WHAT TO DO
Please copy the data exactly as it stands, minus the images.

RECORDS SHOWN

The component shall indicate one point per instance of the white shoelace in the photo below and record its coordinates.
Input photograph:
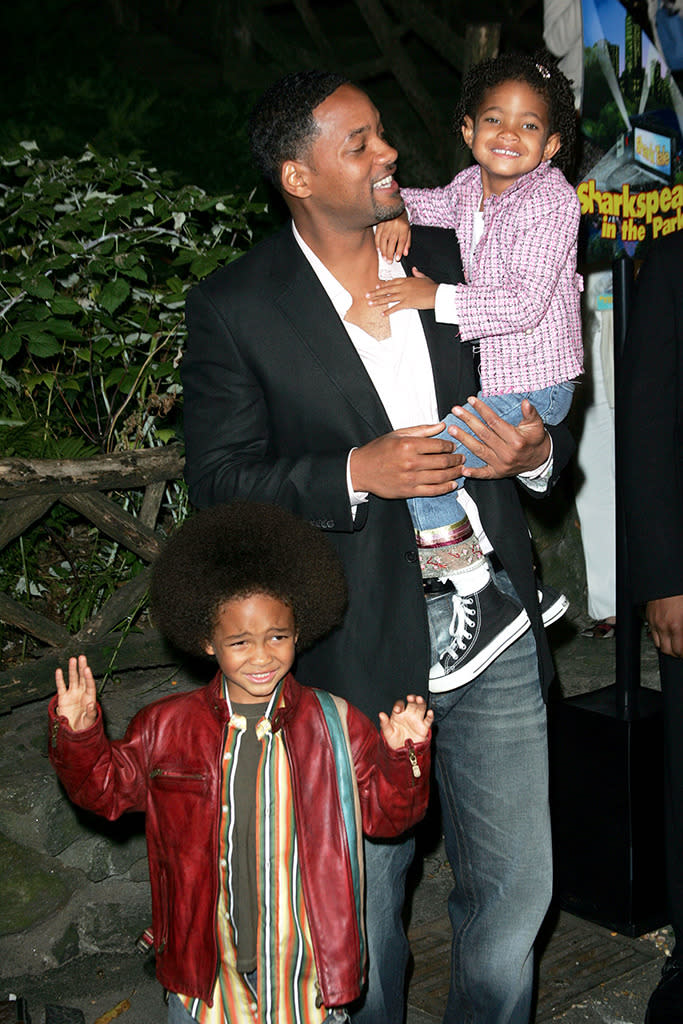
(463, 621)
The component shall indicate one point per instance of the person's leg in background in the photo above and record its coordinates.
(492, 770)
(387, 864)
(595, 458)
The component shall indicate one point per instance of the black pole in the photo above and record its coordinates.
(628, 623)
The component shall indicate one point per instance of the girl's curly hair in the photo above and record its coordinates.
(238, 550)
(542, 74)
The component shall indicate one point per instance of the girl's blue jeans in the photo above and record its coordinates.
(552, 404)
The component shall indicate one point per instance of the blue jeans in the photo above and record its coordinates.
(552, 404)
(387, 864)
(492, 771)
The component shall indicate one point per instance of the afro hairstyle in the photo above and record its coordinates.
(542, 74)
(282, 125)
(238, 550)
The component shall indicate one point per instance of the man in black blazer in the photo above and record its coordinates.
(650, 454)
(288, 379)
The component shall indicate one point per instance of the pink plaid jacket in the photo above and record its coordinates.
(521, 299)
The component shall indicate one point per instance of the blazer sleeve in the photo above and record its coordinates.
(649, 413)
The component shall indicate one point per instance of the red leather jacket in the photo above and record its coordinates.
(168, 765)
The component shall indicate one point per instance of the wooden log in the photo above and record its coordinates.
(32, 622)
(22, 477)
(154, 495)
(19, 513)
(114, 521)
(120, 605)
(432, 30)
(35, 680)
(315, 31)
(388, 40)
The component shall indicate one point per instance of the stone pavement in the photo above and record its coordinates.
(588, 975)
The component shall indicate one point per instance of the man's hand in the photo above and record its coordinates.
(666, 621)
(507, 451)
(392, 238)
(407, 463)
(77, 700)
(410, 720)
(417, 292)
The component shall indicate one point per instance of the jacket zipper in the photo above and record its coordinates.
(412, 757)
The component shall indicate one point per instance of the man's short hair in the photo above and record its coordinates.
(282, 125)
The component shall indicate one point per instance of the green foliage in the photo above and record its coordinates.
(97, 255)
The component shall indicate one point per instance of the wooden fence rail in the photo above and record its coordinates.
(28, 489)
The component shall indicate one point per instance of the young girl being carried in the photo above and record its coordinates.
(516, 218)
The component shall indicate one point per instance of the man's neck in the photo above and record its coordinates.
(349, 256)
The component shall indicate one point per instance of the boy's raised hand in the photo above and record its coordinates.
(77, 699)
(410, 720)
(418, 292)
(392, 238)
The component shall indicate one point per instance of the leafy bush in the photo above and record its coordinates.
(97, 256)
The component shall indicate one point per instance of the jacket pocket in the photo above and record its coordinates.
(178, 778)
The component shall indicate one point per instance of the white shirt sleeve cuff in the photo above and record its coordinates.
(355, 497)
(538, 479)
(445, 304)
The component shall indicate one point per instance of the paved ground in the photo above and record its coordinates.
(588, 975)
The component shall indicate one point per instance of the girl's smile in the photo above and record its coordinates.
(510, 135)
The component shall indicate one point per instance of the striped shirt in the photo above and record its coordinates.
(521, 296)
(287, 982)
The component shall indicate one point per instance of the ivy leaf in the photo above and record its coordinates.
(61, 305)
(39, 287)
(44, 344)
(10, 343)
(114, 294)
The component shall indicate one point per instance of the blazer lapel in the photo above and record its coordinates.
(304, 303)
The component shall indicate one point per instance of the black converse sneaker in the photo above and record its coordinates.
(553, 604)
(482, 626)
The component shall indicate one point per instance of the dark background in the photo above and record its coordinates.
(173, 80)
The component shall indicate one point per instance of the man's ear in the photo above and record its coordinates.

TASK RESPONSE
The component shall indicate one point per instance of the white shoelace in the photo below and record its coordinates.
Input photograph:
(463, 621)
The component shall indicate one point per instance of the person's leg in background in the photo above and record its coordinates.
(492, 770)
(387, 864)
(595, 458)
The component shall indicate one point per instance of the black pole in the photo above and record its coordinates.
(628, 623)
The component shall indicate one point per instance of the girl's curly hair in the photo above and record its coordinates.
(238, 550)
(542, 74)
The component shall indicate one point per instance of the girl's blue jeans in the photo above and record its coordinates.
(552, 404)
The component shall indicate one point per instance of the blue jeans in the photo above and record its coordinates.
(552, 404)
(387, 864)
(492, 771)
The component shall indicate one point per instance of the afro hairstyle in the photo above and record its coordinates.
(542, 74)
(282, 125)
(238, 550)
The component shall indicate one point per instance of the man in black blazer in the photo above and record its coordinates.
(650, 454)
(288, 379)
The component shall indicate one point per instance of the pink plaid jacket in the photo above and record its coordinates.
(521, 299)
The component shall indicate one point per instance of the blazer sleeve in the photo above and record its coordinates.
(649, 413)
The component shall indicate one point per instance of the red leather jacket in the photo above and record its coordinates.
(168, 765)
The component shall indicate one point per instance of the wooden log in the photo above and record its coordinates.
(32, 622)
(22, 477)
(154, 495)
(19, 513)
(114, 521)
(120, 605)
(432, 30)
(35, 680)
(315, 31)
(388, 40)
The component shall indicate one point per instance of the stone pavement in the photo above and record its coordinates.
(588, 975)
The component shall indicate one point per instance of the man's hand in the photo above and record its coordinates.
(666, 621)
(507, 451)
(392, 238)
(407, 463)
(77, 700)
(410, 720)
(417, 292)
The component shall indicate one point per instance of the jacket zipper in the photo above and record its coordinates.
(412, 757)
The component shall indicate one point per instance of the man's short hair in the photo above and record its coordinates.
(282, 125)
The component shall indicate one point per instance of the green foliage in the photo above and record its coordinates.
(97, 255)
The component shall indicate one point per instance of the wooden fence rail in the photo above and record its coordinates.
(28, 489)
The component shall indicate one point per instance of the young girl being carried in the photo above and record its coordinates.
(516, 218)
The component shall indicate one point per instance of the man's neck in the photo above and record its coordinates.
(349, 256)
The component shall indicate one point per instance of the boy's raised hand in the photo above and record its coordinates.
(77, 699)
(410, 720)
(418, 292)
(392, 238)
The component shall indicate one point per instance of the leafy bush in the photo above and record its coordinates.
(97, 256)
The component shall indicate one point per instance of the jacket pocket in the photo above and record its coordinates.
(178, 778)
The component shall indicate one point per instance of the white shirt sleeve cuff in the photo above and record its coordinates.
(355, 497)
(538, 479)
(445, 304)
The component shall indicate one point per instance of the paved ground in the photo above and record its coordinates.
(588, 975)
The component shall indicate one point per instance of the girl's smile in the photo above and record its coordinates.
(510, 135)
The component shall indicate one point per instance of the striped shirt in the photo above and record its coordinates.
(521, 296)
(287, 982)
The component shall indicate one point per instance of the ivy leaf in the photo above and record its coordinates.
(61, 305)
(39, 287)
(44, 344)
(10, 343)
(114, 294)
The component shall indicate one point per instance of the blazer lapel in the photo above and record its coordinates.
(304, 303)
The component shall indicate one point per instance of the black converse sneaker in the photo above and record its coordinates.
(553, 604)
(482, 626)
The component shall indicate one point per instance of the dark background in the photo above and record its coordinates.
(173, 80)
The component shall indicate one point per instance of the man's ear in the photo above and record its coordinates.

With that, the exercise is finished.